Wassenaar bevestigt met dit rijtje
van miljonairsstraten zijn
reputatie van puissant rijk dorp. Maar die weet het niet echt waar te
maken als
je met de bus vanuit Leiden naar die drie dure straten rijdt. Onderweg
zie ik
veel doodgewone rijtjeshuizen, heel eenvoudige flatjes en geen
luxueuzere
woonerven dan elders. En ik ken in Wassenaar, vlak bij pretpark
Duinrell, ook
een volkswijkje dat niet veel verschilt van De Kooi in Leiden.
De Groot Haesebroekseweg, waar ik
uitstap, heeft inderdaad
aardige optrekjes, waaronder dat van een artsenechtpaar met een dubbele
naam
(mevrouw dus vier namen).De zeer exclusieve Koninklijke Haagsche Golf
&
Country Club is hier vlakbij. En Zijne Heiligheid de Maharishi, de Indiase
goeroe der rijken, had in deze buurt een ‘universiteit’ om zijn
dwaalleer te
verbreiden, maar die is er volgens mij niet meer.
Ik sla de Koekoekslaan in, die de
huizen-top-10 niet wist te
bereiken, dank zij enkele wat bescheidener optrekjes tussen de paleizen
in.
Maar deze straat haalde onlangs wel de krant met een heuse moord. Een
gekgeworden jonker, een steenrijke zakenman, hielp zijn vrouw om zeep
omdat hij
haar ervan verdacht, louter met hem getrouwd te zijn om zijn centen.

• • • • •

Wat wordt gevraagd:
Vanuit welke stad rijdt de ik-figuur in het fragment over Wassenaar met de bus naar de drie dure straten? De lijst die volgt staat los van het fragment en komt uit een andere bron.

Verstrekte gegevens:
• • • • •

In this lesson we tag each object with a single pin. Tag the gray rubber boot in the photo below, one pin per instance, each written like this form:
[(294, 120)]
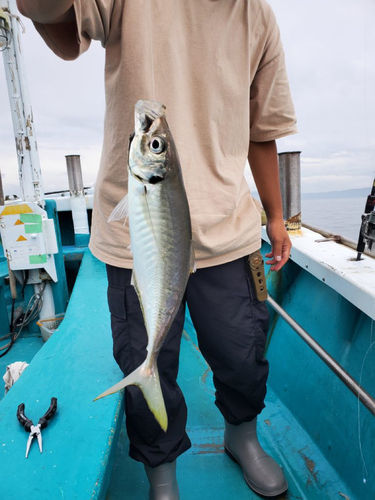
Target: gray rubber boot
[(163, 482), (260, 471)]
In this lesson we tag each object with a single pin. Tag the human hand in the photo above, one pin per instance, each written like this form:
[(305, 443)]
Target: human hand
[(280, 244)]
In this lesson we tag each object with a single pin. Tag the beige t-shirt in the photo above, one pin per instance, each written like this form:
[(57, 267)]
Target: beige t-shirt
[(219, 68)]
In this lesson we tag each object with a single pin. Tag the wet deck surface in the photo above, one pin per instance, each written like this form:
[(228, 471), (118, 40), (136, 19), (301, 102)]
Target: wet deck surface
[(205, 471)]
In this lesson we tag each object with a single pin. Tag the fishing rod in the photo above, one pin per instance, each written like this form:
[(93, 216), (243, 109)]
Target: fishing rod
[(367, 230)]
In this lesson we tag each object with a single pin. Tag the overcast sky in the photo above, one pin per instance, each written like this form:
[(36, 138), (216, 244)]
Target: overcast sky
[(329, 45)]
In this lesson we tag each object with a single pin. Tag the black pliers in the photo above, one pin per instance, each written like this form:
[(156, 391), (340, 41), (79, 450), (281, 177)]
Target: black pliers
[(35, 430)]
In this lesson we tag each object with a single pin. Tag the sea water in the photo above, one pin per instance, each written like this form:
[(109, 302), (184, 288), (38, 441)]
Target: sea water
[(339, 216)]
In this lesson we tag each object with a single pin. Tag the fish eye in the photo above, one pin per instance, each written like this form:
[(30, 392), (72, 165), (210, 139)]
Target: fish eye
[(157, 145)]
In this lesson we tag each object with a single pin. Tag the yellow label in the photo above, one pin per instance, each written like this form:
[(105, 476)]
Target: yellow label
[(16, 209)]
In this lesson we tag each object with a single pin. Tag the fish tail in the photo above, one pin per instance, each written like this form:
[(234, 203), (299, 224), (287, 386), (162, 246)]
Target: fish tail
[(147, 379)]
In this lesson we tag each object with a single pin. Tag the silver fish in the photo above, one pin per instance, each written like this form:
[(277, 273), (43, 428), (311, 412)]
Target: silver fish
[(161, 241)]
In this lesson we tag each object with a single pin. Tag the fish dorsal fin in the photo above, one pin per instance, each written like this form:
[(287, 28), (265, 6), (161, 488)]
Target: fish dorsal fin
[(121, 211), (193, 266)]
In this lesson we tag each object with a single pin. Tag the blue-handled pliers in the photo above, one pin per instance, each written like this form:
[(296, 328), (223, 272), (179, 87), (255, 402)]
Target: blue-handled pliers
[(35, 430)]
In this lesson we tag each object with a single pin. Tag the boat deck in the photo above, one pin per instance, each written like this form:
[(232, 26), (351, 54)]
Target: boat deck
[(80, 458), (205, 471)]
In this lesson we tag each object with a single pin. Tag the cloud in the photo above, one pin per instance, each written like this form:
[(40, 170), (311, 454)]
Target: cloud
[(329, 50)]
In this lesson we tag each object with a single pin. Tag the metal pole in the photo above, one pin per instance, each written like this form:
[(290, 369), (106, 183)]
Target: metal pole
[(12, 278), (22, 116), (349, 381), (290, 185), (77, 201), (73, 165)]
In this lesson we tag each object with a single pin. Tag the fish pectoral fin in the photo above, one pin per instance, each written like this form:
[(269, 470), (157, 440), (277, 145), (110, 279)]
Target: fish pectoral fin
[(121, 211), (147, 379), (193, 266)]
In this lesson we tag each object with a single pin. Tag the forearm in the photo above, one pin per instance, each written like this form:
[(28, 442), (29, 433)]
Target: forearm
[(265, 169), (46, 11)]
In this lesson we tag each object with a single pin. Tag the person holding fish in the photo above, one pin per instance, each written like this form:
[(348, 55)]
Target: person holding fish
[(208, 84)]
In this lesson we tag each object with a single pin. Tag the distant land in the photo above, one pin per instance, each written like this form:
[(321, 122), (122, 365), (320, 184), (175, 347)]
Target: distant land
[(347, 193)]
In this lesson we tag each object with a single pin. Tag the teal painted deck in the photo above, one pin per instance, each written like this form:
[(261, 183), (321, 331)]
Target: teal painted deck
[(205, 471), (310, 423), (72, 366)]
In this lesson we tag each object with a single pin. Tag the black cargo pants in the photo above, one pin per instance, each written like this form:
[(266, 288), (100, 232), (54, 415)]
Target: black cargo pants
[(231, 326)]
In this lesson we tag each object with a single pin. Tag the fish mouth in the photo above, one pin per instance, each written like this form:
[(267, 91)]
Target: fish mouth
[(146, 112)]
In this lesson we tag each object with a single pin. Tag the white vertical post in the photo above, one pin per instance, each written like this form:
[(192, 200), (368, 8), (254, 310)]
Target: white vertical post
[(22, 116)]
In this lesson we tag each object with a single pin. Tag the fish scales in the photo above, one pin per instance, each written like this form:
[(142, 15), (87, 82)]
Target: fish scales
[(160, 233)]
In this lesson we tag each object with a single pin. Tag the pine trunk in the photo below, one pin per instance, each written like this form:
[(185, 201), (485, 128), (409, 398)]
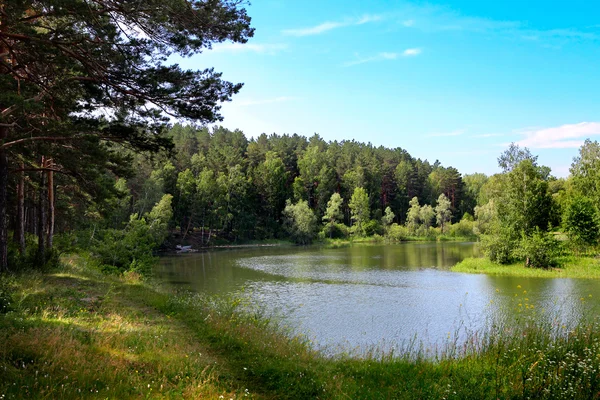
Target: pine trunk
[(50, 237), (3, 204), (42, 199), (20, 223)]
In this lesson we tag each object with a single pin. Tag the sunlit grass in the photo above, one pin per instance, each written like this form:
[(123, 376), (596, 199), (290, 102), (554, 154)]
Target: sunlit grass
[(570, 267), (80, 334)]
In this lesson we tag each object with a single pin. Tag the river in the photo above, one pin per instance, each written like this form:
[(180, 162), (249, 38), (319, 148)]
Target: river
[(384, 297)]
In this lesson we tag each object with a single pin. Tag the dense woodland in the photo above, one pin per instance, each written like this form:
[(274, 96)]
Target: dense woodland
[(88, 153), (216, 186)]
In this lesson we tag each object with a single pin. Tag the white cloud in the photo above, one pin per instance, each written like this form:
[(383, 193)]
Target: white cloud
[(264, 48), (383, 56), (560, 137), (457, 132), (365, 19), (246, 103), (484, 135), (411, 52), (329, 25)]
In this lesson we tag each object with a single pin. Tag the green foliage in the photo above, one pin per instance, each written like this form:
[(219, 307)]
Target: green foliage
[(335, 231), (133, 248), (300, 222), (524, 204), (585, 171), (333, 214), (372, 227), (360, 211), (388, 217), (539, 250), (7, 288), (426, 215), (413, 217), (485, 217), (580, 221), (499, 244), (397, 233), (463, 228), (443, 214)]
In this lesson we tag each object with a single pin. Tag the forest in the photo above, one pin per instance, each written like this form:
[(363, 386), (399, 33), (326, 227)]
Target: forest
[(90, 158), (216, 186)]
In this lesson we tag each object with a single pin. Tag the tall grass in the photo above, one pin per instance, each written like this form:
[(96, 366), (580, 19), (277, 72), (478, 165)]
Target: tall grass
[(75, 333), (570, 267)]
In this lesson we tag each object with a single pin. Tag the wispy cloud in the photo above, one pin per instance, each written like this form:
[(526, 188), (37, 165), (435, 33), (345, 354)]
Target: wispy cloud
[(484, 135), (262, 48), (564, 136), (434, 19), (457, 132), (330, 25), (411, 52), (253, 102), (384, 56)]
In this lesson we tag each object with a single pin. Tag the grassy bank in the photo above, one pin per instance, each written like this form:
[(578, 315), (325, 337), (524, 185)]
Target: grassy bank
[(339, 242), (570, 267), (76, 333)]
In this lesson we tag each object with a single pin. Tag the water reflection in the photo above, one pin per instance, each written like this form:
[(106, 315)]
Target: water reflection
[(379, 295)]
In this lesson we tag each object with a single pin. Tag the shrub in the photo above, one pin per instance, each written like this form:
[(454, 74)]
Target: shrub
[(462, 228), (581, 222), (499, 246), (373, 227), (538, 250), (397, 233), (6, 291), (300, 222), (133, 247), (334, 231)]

• • • • •

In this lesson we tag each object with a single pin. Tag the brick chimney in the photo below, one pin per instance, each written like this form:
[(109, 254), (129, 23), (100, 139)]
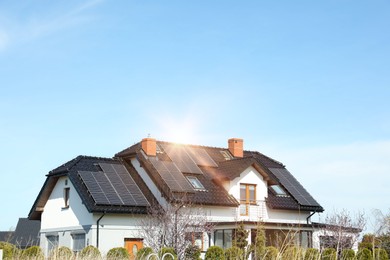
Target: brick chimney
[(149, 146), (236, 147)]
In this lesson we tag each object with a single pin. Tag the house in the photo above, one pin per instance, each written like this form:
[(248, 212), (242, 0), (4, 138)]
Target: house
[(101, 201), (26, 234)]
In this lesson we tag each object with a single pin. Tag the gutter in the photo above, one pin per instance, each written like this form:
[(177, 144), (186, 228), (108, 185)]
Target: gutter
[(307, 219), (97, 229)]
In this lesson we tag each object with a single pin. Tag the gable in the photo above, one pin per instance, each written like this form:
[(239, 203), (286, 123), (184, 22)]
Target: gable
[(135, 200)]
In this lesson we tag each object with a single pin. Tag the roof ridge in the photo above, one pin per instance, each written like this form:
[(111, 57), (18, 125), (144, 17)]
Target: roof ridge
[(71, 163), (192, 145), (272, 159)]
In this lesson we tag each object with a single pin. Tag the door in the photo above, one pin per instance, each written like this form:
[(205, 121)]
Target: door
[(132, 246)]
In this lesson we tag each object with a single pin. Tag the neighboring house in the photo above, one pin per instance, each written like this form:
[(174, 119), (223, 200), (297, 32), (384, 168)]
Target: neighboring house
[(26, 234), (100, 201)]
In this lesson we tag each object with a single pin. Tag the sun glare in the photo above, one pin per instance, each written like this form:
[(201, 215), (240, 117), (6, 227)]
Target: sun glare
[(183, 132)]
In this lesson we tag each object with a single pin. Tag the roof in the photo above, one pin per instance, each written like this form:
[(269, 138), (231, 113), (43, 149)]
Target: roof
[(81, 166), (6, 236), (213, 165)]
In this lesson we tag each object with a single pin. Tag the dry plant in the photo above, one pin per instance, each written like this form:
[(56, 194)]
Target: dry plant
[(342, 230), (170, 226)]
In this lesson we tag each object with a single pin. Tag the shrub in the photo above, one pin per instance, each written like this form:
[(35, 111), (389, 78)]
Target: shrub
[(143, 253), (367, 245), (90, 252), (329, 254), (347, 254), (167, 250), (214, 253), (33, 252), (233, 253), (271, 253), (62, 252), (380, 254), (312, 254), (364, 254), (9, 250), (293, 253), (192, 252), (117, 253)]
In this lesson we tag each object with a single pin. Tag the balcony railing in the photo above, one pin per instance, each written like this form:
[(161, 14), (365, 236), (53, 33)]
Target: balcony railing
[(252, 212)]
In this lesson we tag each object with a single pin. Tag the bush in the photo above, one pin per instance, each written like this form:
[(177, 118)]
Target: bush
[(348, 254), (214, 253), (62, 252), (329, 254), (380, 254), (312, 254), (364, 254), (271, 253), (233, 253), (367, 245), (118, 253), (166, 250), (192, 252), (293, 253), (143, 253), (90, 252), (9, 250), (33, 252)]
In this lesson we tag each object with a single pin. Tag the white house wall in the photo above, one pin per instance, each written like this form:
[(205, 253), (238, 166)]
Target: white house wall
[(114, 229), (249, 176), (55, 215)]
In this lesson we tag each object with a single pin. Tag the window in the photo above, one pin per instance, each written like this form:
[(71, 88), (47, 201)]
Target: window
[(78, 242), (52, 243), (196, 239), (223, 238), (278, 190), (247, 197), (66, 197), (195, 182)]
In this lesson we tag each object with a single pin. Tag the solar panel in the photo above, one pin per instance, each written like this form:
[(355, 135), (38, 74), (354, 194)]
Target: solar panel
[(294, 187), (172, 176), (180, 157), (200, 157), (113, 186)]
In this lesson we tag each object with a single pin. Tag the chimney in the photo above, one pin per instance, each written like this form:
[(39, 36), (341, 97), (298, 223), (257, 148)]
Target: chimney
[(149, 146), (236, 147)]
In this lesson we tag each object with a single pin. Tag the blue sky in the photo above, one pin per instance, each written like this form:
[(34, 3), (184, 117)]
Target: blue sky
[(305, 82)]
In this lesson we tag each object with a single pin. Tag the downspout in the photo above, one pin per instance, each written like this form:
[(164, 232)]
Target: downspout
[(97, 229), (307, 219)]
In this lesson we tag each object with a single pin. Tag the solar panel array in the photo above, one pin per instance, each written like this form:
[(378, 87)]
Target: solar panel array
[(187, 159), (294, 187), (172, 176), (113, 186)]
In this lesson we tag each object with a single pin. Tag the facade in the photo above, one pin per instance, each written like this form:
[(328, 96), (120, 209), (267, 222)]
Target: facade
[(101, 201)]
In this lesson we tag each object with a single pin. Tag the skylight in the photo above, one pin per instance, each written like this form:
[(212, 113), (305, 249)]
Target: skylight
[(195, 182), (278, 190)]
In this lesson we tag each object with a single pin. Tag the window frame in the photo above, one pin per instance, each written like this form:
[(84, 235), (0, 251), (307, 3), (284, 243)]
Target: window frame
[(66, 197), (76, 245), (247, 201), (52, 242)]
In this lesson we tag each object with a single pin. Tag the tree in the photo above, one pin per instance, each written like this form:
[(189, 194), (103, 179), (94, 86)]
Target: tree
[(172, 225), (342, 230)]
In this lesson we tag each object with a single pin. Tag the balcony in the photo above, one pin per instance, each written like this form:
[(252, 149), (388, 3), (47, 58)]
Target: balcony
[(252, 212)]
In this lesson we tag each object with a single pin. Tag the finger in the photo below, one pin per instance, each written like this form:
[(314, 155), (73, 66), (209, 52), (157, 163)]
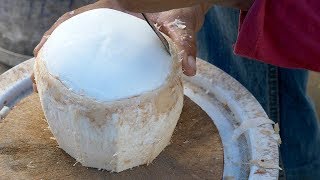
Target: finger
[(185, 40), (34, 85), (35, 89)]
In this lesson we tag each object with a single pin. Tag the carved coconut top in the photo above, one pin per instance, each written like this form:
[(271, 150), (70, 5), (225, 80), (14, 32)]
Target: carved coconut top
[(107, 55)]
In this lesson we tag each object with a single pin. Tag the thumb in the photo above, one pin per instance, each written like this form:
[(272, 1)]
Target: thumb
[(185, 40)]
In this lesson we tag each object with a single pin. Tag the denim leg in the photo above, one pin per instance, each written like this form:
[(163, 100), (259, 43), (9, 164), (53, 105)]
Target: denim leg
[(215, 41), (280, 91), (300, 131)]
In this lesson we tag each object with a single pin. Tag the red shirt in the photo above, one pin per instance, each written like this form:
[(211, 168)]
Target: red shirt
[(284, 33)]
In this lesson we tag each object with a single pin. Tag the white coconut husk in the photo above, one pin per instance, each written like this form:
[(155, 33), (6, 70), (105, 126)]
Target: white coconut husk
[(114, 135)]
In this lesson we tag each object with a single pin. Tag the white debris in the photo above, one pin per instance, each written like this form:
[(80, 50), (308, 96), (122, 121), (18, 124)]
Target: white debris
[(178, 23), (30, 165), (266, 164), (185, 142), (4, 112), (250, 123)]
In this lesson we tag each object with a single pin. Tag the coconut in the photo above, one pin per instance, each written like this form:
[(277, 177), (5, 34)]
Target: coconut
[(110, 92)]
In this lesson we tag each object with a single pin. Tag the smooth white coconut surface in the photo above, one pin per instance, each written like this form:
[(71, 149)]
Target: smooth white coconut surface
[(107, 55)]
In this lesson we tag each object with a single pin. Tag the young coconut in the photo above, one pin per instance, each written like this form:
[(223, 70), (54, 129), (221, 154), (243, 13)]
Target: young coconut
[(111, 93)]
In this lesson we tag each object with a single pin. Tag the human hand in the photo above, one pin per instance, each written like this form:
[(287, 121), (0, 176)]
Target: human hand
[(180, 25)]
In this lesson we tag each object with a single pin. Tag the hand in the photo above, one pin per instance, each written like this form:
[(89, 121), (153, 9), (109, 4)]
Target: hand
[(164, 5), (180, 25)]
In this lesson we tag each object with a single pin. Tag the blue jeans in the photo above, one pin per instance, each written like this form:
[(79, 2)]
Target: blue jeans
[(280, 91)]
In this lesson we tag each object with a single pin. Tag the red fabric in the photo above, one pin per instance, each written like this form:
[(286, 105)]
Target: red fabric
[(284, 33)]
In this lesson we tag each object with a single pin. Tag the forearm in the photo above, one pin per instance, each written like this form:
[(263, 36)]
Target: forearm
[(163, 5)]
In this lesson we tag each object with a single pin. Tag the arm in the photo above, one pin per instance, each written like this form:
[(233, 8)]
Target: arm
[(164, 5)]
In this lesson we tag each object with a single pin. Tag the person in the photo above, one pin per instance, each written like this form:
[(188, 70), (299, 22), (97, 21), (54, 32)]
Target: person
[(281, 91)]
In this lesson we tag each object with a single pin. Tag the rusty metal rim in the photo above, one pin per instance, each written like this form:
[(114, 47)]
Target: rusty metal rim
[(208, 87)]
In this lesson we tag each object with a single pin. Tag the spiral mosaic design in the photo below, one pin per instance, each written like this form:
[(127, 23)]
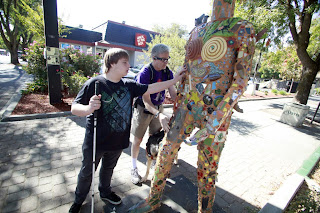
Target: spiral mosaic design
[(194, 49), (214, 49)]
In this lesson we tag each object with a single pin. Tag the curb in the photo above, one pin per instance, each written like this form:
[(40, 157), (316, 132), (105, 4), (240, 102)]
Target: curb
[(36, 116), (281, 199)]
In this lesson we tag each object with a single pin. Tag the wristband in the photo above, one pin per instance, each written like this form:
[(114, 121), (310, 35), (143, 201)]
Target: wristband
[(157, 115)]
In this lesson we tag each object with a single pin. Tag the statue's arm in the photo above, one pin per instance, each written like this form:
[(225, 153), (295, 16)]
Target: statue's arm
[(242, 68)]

• • • • •

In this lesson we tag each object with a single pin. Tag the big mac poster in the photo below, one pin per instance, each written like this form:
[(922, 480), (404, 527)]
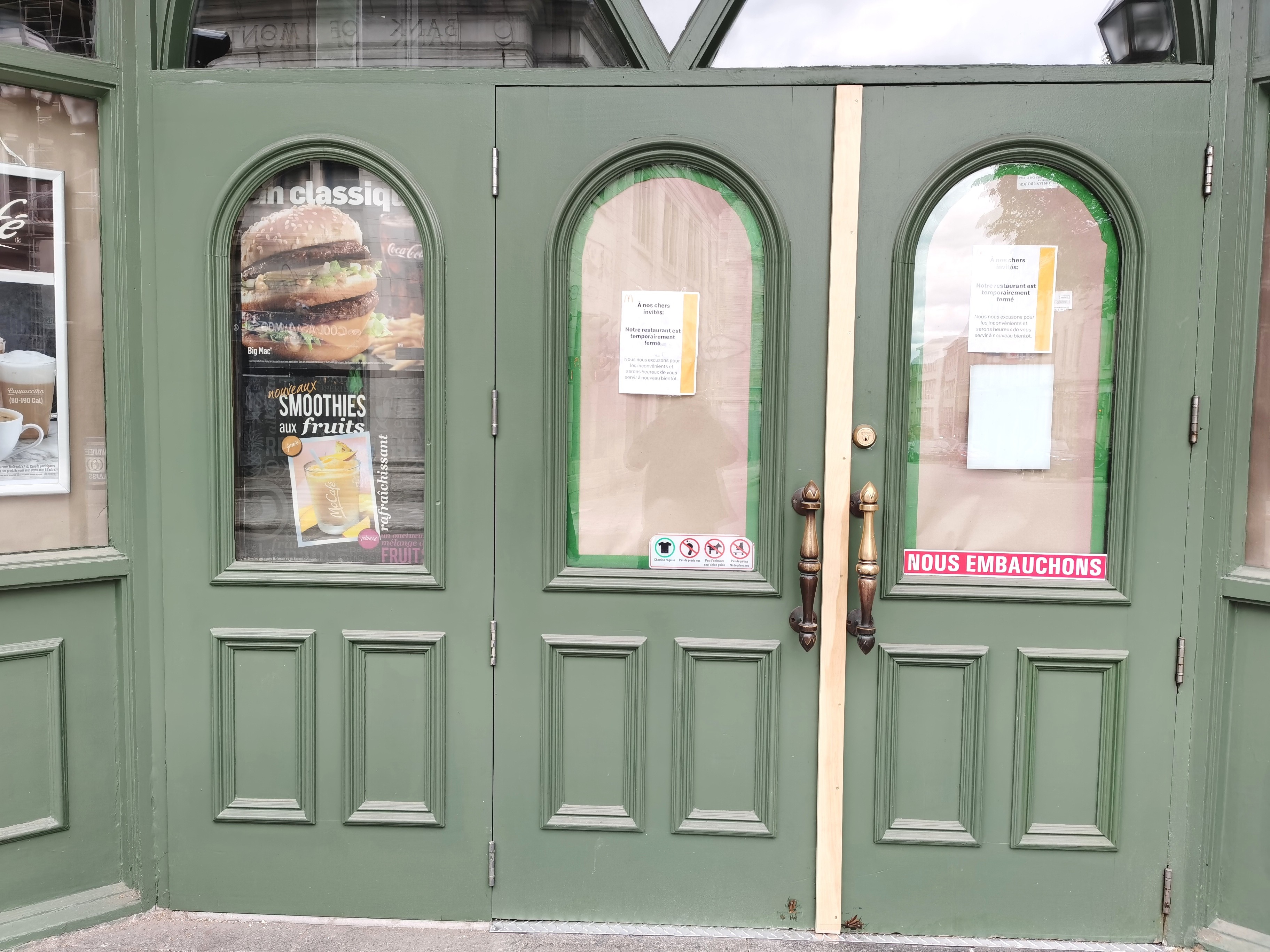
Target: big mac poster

• • • • •

Verwacht antwoord:
Vanuit Leiden.